====== KUTIPAN ======
Senin, 08 November 2010

Inflasi Tinggi Akibat Kebijakan Tim Ekonomi

Jakarta—Kegagalan tim ekonomi dalam mengantisipasi dampak kenaikkan harga BBM menyebabkan laju inflasi terus terjadi sampai akhir tahun 2005. Tim ekonomi seharusnya mengambil berbagai kebijakan fiskal yang konkret untuk meredam laju inflasi pada November dan Desember 2005. Sejauh ini mereka belum melakukan kebijakan yang berarti.
Demikian rangkuman pendapat ekonom Econit, Hendri Saparini, ekonom Universitas Gadjah Mada (UGM) Yogyakarta, Sri Adiningsih dan ekonom Indef, Iman Sugema di Jakarta, Jumat (2/12).
Mereka dimintai komentarnya soal inflasi yang tinggi pada November 2005 seperti yang diumumkan Badan Pusat Statistik (BPS), Kamis (1/12). Inflasi November 2005 mencapai 1,31 persen, laju inflasi pada Januari-November mencapai 17,17 persen sedangkan inflasi tahunan (year on year) November 2004-November 2005 mencapai 18,38 persen.
“Tim ekonomi sama sekali tidak mempersiapkan berbagai kebijakan dalam menanggulangi kenaikan inflasi setelah BBM dinaikkan rata-rata 126 persen,” kata Hendri.
Hendri menilai, Gubernur Bank Indonesia (BI), Menko Perekonomian dan Menteri Keuangan justru sibuk mengeluarkan pernyataan untuk meyakinkan masyarakat pada November dan Desember akan terjadi deflasi.
“Tetapi faktanya deflasi tidak akan terjadi karena dampak kenaikan harga barang-barang tidak akan langsung tetapi 2-3 bulan setelah kenaikan BBM,” tambahnya.
Tim ekonomi seharusnya melakukan berbagai terobosan fiskal insentif bagi dunia usaha dan menggerakkan sektor produktif. Tetapi tim ekonomi hanya bersikap reaktif dan temporer serta miskin inisiatif.
“Sulit mengharapkan gebrakan dari tim ekonomi sekarang karena kemampuan dalam mengambil kebijakan fiskal sangat lemah,” ujarnya.
====== BAHAN LATIHAN ======
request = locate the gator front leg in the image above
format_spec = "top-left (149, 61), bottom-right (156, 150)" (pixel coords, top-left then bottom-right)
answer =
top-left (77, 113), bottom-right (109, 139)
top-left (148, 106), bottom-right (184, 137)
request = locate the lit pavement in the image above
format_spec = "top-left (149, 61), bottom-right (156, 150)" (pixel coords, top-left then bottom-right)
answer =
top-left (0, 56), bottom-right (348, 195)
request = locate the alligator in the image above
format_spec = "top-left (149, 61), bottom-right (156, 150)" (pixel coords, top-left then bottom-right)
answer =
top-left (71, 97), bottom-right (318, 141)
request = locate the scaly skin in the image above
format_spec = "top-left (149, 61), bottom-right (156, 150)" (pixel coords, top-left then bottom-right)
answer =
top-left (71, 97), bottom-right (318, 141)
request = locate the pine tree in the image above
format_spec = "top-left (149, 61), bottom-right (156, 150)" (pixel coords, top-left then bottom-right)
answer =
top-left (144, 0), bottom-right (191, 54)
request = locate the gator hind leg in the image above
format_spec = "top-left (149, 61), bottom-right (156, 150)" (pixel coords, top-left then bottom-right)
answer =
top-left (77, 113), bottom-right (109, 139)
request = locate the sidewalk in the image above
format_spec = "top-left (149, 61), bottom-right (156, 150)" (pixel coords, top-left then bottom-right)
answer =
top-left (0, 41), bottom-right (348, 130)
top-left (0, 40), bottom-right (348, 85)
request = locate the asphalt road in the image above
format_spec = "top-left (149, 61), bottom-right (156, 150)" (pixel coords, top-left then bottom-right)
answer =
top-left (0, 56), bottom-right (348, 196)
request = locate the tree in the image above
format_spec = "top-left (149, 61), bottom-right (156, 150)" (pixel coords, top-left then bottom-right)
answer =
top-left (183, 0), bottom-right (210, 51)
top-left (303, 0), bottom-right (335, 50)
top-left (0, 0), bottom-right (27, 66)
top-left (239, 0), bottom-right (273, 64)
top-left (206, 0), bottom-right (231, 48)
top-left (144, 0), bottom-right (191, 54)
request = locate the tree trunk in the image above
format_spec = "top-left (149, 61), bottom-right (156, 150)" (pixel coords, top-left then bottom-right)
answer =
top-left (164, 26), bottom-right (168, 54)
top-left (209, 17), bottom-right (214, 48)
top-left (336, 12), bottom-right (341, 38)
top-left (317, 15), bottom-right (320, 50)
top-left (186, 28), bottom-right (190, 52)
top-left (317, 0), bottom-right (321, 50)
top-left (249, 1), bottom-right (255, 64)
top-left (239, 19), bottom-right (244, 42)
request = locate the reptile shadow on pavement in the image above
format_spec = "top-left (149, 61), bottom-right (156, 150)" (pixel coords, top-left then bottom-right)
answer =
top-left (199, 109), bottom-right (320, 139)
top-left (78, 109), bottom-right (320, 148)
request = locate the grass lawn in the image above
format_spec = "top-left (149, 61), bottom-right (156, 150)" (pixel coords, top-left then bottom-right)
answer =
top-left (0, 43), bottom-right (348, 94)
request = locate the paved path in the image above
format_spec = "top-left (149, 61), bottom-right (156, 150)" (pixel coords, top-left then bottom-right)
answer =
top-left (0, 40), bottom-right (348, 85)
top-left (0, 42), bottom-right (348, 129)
======
» TUGAS YANG DIKERJAKAN
**1)** Ulangi persis bagian kutipan tentang inflasi, mulai dari kata-kata "Demikian rangkuman pendapat" dan berhenti setelah kata-kata "Jakarta, Jumat (2/12).".
**2)** Salin ulang persis sebagian baris data, mulai dari baris yang memuat "request = locate the tree trunk" dan berhenti setelah baris yang memuat "top-left (317, 0), bottom-right (321, 50)", dengan kedua baris itu ikut disalin.
Kutipan dan baris data adalah dua bahan yang berdiri sendiri-sendiri.

» HASIL TIAP TUGAS
**1)**
Demikian rangkuman pendapat ekonom Econit, Hendri Saparini, ekonom Universitas Gadjah Mada (UGM) Yogyakarta, Sri Adiningsih dan ekonom Indef, Iman Sugema di Jakarta, Jumat (2/12).

**2)**
request = locate the tree trunk in the image above
format_spec = "top-left (149, 61), bottom-right (156, 150)" (pixel coords, top-left then bottom-right)
answer =
top-left (164, 26), bottom-right (168, 54)
top-left (209, 17), bottom-right (214, 48)
top-left (336, 12), bottom-right (341, 38)
top-left (317, 15), bottom-right (320, 50)
top-left (186, 28), bottom-right (190, 52)
top-left (317, 0), bottom-right (321, 50)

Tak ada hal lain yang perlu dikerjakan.